- GIVEN TASK -
Rewrite the records from their start up to and including the line containing "x=568 y=187", changing "polo shirt" to "uniform shirt" and keeping everything else the same. Leave the pictures out of your output.

- SUPPLIED DATA -

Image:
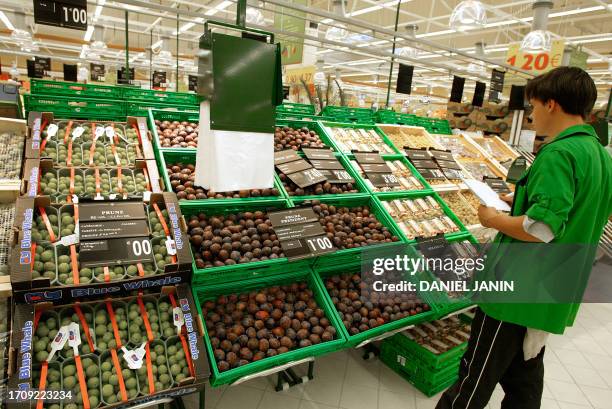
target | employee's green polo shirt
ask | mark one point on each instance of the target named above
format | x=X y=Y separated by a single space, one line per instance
x=568 y=187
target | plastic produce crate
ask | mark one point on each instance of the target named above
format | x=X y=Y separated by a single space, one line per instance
x=341 y=257
x=70 y=89
x=244 y=271
x=165 y=97
x=209 y=292
x=327 y=127
x=374 y=334
x=171 y=157
x=387 y=196
x=428 y=386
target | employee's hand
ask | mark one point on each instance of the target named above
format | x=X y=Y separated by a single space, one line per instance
x=485 y=214
x=507 y=198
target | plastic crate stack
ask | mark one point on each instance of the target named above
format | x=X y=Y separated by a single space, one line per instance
x=429 y=354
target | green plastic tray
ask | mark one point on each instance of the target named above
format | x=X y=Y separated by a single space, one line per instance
x=359 y=183
x=385 y=139
x=165 y=97
x=386 y=196
x=239 y=272
x=189 y=156
x=71 y=89
x=342 y=257
x=429 y=387
x=313 y=126
x=406 y=162
x=374 y=333
x=76 y=107
x=204 y=293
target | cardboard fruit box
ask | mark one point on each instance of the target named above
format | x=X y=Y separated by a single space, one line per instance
x=66 y=252
x=107 y=336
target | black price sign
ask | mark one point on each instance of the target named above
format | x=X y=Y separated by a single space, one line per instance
x=193 y=83
x=61 y=13
x=383 y=179
x=338 y=176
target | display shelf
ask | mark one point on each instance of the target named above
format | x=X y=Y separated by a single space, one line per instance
x=414 y=137
x=272 y=364
x=381 y=331
x=351 y=133
x=168 y=158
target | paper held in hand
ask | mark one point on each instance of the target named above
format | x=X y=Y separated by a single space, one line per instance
x=486 y=195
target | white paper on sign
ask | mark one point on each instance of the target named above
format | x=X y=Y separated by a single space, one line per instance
x=204 y=151
x=242 y=160
x=486 y=195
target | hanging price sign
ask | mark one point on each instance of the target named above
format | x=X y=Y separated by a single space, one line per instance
x=537 y=63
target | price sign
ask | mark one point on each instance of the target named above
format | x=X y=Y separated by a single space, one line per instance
x=61 y=13
x=537 y=63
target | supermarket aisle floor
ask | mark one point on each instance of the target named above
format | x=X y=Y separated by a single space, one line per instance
x=578 y=376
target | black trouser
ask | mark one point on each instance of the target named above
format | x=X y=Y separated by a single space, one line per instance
x=495 y=355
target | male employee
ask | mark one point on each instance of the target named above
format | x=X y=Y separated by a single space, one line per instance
x=565 y=198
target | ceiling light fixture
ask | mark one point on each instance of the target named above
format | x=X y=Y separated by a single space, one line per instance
x=539 y=38
x=468 y=14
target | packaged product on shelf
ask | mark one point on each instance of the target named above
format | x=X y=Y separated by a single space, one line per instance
x=87 y=250
x=422 y=217
x=362 y=140
x=84 y=351
x=177 y=134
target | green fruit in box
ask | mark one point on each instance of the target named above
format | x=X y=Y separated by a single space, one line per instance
x=48 y=183
x=62 y=155
x=46 y=267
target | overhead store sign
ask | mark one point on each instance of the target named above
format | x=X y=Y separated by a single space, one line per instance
x=292 y=48
x=61 y=13
x=537 y=63
x=296 y=75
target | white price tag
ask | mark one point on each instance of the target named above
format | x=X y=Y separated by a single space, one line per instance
x=52 y=131
x=134 y=357
x=110 y=132
x=77 y=132
x=179 y=319
x=170 y=246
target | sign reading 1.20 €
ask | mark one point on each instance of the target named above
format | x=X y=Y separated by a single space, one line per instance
x=536 y=63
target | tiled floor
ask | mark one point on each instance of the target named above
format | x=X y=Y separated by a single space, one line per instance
x=578 y=375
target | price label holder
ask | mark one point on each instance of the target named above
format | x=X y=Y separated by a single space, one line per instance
x=300 y=233
x=498 y=185
x=417 y=154
x=319 y=153
x=362 y=157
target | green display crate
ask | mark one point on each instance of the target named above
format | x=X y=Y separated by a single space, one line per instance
x=342 y=257
x=385 y=139
x=385 y=196
x=165 y=97
x=141 y=108
x=209 y=292
x=290 y=107
x=377 y=333
x=244 y=271
x=313 y=126
x=71 y=89
x=406 y=162
x=76 y=107
x=189 y=156
x=427 y=386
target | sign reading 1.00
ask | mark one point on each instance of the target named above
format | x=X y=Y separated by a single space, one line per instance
x=537 y=63
x=61 y=13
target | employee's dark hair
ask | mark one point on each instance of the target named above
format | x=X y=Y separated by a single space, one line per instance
x=571 y=87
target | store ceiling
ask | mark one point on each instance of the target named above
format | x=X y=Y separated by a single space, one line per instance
x=584 y=22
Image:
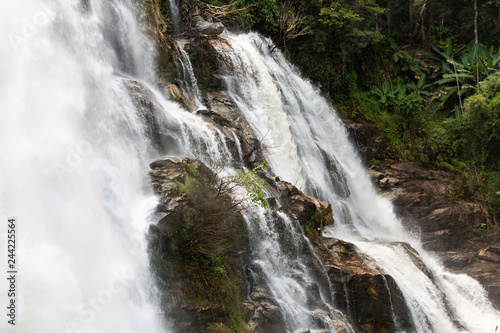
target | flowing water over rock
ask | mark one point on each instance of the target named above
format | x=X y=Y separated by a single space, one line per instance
x=74 y=153
x=79 y=123
x=309 y=145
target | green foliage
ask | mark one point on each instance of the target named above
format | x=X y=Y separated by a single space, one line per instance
x=483 y=120
x=201 y=248
x=254 y=186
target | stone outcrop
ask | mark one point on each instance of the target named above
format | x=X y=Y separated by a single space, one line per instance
x=439 y=205
x=173 y=234
x=312 y=214
x=363 y=290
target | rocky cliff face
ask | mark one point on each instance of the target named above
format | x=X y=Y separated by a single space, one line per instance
x=440 y=206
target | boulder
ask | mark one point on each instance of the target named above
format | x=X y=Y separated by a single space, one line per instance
x=362 y=289
x=312 y=214
x=440 y=205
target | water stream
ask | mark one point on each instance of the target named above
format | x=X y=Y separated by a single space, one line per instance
x=308 y=145
x=74 y=155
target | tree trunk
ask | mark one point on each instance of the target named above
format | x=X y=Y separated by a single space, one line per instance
x=410 y=11
x=476 y=37
x=498 y=22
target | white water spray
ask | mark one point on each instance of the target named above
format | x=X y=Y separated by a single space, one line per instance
x=311 y=147
x=73 y=158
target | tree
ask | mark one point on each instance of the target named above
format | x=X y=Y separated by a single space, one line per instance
x=476 y=37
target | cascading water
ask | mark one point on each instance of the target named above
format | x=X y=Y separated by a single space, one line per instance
x=74 y=153
x=187 y=77
x=308 y=145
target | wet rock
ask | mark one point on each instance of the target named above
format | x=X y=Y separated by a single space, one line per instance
x=162 y=131
x=312 y=214
x=222 y=112
x=490 y=253
x=266 y=316
x=362 y=289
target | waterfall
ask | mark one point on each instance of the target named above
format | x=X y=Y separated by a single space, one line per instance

- WORKED ANSWER -
Image:
target | employee's green uniform shirt
ask | mark one point on each instance of the target named above
format | x=X y=Y separated by a single space, one line per instance
x=568 y=187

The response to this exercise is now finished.